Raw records
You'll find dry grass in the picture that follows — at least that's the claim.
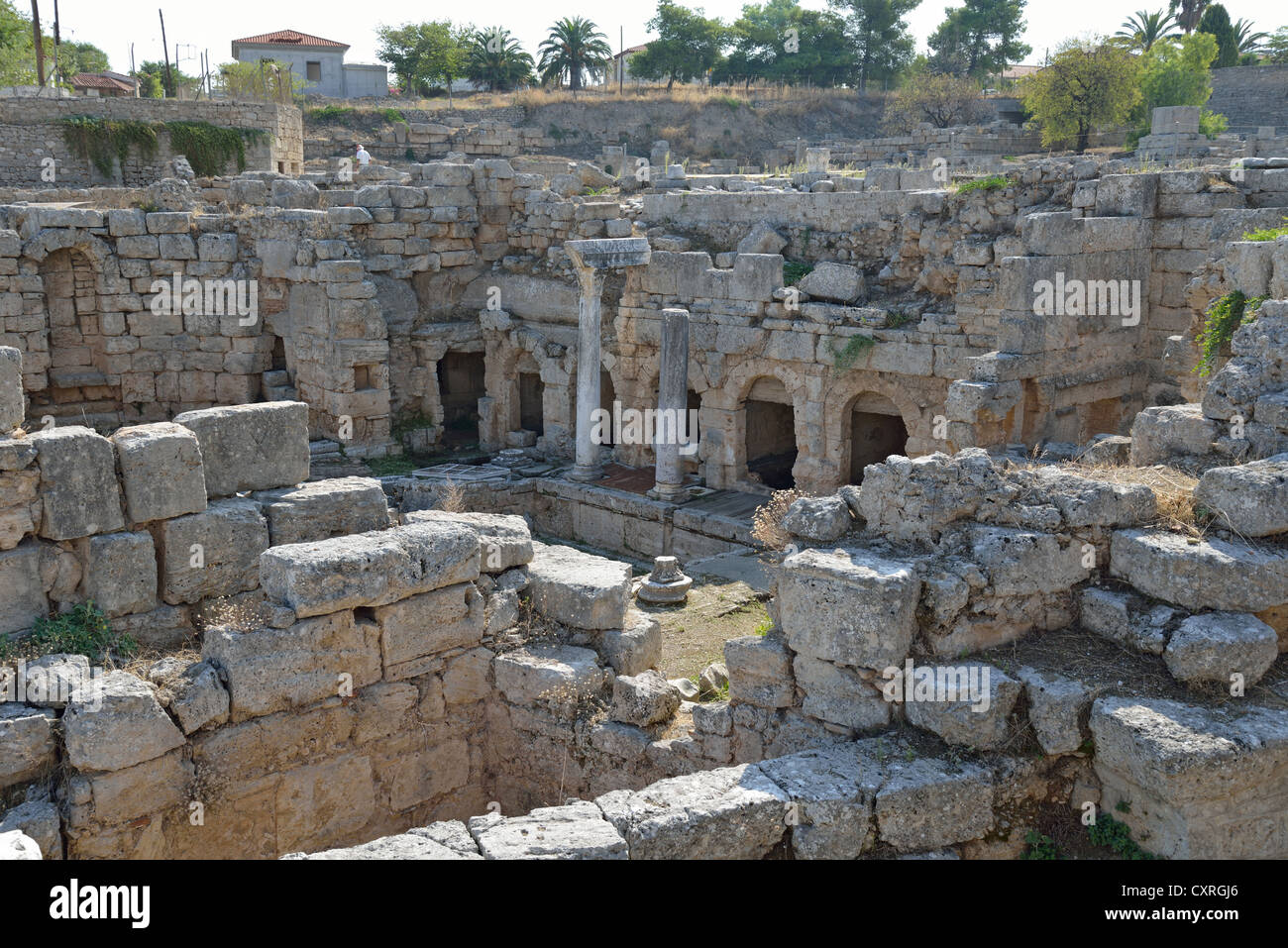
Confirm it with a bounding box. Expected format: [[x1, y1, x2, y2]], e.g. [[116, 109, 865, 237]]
[[751, 488, 805, 550]]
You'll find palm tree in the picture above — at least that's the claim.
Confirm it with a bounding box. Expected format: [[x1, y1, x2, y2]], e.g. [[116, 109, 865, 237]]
[[537, 17, 613, 93], [1234, 17, 1270, 53], [465, 26, 533, 93], [1115, 10, 1179, 53], [1167, 0, 1212, 34]]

• _INSTRUCTION_
Copy everything from the line containing "You'll find palm" down to the end of the data above, unchanged.

• _PROBLEM SOLUTION_
You'll find palm tree in the picture above — at least that's the claim.
Confirm it with a bounding box. Expected format: [[x1, y1, x2, y2]], e.g. [[116, 109, 865, 237]]
[[537, 17, 613, 93], [1234, 17, 1270, 53], [465, 26, 533, 93], [1115, 10, 1179, 53], [1167, 0, 1212, 34]]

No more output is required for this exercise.